# Vorliegender Text
Am 9. August wurde in Ferguson, Missouri nun der 18-jährige Michael Brown (laut Zeugenaussagen) mit erhobenen Händen von einem Polizeibeamten mit mehreren Schüssen niedergestreckt und getötet.
Zur „falschen“ Zeit am „falschen“ Ort sein, kann für einen unbescholtenen schwarzen Teenager in den USA tödlich enden. Häufig reicht es, einen Hoodie zu tragen und sich „auffällig zu benehmen“ (Brown und sein Freund marschierten in der Mitte einer Straße), und man gerät ins Visier der Ordnungshüter.
Christian Lehner
Warum also der Polizei vertrauen, Mr. Mayor? Das fällt angesichts der paramilitärischen Aufrüstung lokaler Polizeieinheiten mittlerweile sogar der privilegierten Bevölkerung schwer. Im Leben eines schwarzen Kids braucht es aber gar keine SWAT-Ausrüstung, Panzerfahrzeuge und Scharfschützen.
Der Vertrauensbruch setzt bereits in der frühen Kindheit ein. Er ist in der Regel klassen- und einkommensunabhängig und basiert auf persönlicher Erfahrung. Obwohl die Kriminalitätsraten in den USA seit Jahren rückläufig sind, stehen schwarze Kids nämlich mehr denn je im Fokus polizeilicher Ermittlungen und das auf breiter Basis.
Während sich die Ermittlungen der Polizei in den achtziger und neunziger Jahren noch vorwiegend auf Gangaktivitäten konzentrierten, setzten in den folgenden Jahren immer mehr Departments, wie etwa das NYPD, auf flächendeckende Präventivmaßnahmen. Berüchtigt ist die sogenannte Stop-And-Frisk-Methode, bei der Passanten jederzeit auf Verdacht angehalten und durchsucht werden können.

# Bereitgestelltes Material

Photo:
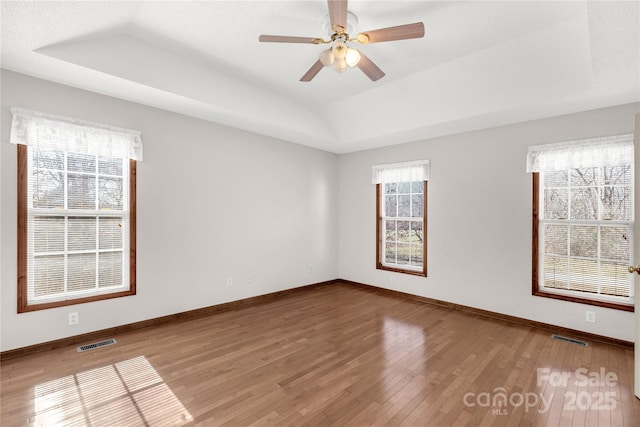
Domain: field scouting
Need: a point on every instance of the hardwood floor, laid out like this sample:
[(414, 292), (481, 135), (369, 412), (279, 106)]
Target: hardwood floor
[(337, 355)]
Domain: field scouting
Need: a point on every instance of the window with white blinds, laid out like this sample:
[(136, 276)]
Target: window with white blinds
[(584, 220), (401, 212), (76, 190)]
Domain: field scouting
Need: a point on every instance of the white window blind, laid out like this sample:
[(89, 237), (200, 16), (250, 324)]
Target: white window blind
[(401, 214), (585, 224), (77, 205), (417, 170), (594, 152)]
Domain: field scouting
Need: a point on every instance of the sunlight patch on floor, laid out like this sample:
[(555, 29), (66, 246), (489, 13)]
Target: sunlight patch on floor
[(127, 393)]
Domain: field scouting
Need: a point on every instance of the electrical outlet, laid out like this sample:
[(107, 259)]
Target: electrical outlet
[(74, 319)]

# Arbeitsauftrag 1
Wie heißt laut dem Text über Polizeigewalt gegen schwarze Jugendliche die berüchtigte Methode, bei der Passanten jederzeit auf Verdacht angehalten und durchsucht werden können?
# Arbeitsauftrag 2
Greifen Sie den Text über das Misstrauen schwarzer Jugendlicher gegenüber der Polizei nach seinem letzten Satz auf und setzen Sie ihn fort.

# Antwortfeld 1
Die Stop-And-Frisk-Methode.

# Antwortfeld 2
Sound of da Police
Mit Stop-And-Frisk geriet nun plötzlich eine ganze Generation Heranwachsender unter Pauschalverdacht. So belegt eine Studie aus dem Jahr 2012, dass es im Untersuchungzeitraum zu 90% Schwarze oder Latinos waren, die die menschenunwürdigen Durchsuchungen auf offener Straße über sich ergehen lassen mussten. Dabei kam es nur in 10% der Fälle zu weiteren Ermittlungen. Nur ein Bruchteil davon endete mit einer Verurteilung. Trust the Police?
Christian Lehner
Kaum eine schwarze Familie in New York ist während der Bloomberg-Ära von Stop-And-Frisk verschont geblieben, wie mir die Politikerin Letetia James bei den Recherchen für eine Geschichte zum Thema verraten hat. Eltern bereiteten ihre Kinder auf die polizeiliche Maßnahme vor. Sie erklärten ihnen, wie sie sich bei einer Durchsuchung verhalten sollen, damit nichts Schlimmeres passiert. "Der Tag würde so sicher kommen, wie das Amen im Gebet."
Was diese ständige Bedrohung für die Psyche eines Heranwachsenden bedeutet, die Vorstellung, jederzeit ohne Begründung hochgenommen werden zu können; wie fatal sich das auf die Beziehung zur staatlicher Autorität im Allgemeinen auswirken muss, kann sich wohl jeder selbst ausmalen.
KRS One - Sound Of da Police (1993)
Bill de Blasio und sein Polizeichef Bill Bratton haben zwar nach einem Gerichtsurteil gegen das NYPD Reformen in Bezug auf Stop-And-Frisk eingeleitet und auch im Fall Garner Transparenz und Aufklärung versprochen; dennoch klingen die Worte „Trust the police“ in den Ohren vieler schwarzer BürgerInnen wie ein Hohn - von Staten Island bis Ferguson.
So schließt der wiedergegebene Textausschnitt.